Region pointing data:
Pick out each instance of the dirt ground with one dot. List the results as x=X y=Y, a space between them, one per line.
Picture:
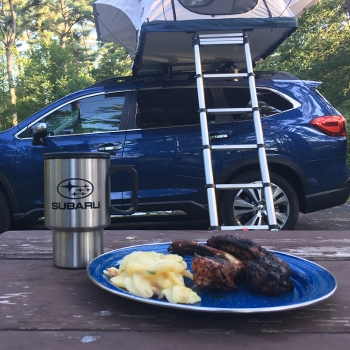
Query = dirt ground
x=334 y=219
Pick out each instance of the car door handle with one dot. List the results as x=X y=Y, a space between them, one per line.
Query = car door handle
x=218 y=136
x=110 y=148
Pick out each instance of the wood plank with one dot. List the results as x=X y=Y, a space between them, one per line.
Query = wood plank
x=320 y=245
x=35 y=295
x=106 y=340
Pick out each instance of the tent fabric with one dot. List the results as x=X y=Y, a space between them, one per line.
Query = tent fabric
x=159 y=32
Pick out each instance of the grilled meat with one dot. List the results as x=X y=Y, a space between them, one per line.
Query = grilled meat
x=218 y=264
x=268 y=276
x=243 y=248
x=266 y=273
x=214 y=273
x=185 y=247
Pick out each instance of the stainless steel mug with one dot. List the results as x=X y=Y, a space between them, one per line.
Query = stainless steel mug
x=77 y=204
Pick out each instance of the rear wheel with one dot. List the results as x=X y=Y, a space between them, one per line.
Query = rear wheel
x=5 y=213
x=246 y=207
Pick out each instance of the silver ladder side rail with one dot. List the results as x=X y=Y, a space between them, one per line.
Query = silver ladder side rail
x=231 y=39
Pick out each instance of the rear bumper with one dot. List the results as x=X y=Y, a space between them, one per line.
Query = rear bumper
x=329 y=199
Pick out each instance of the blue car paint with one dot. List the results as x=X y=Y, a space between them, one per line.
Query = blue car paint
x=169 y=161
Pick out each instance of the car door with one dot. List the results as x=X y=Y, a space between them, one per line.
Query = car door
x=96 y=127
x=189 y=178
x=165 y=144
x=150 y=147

### DIRECTIONS:
Please reproduce the closing stretch of the records, from the line with "Query = rear bumper" through the last line, exactly as it stands.

### COMPLETED EXERCISE:
Query = rear bumper
x=329 y=199
Pick out each instance of the blue car paint with one dot. List the results as x=X y=Y, a space between them, one per line.
Query = blue car paint
x=169 y=161
Pick out each instance of the car door with one dot. List the results as x=X y=Y, a space between them, one per line.
Query = car door
x=96 y=127
x=189 y=178
x=165 y=144
x=150 y=147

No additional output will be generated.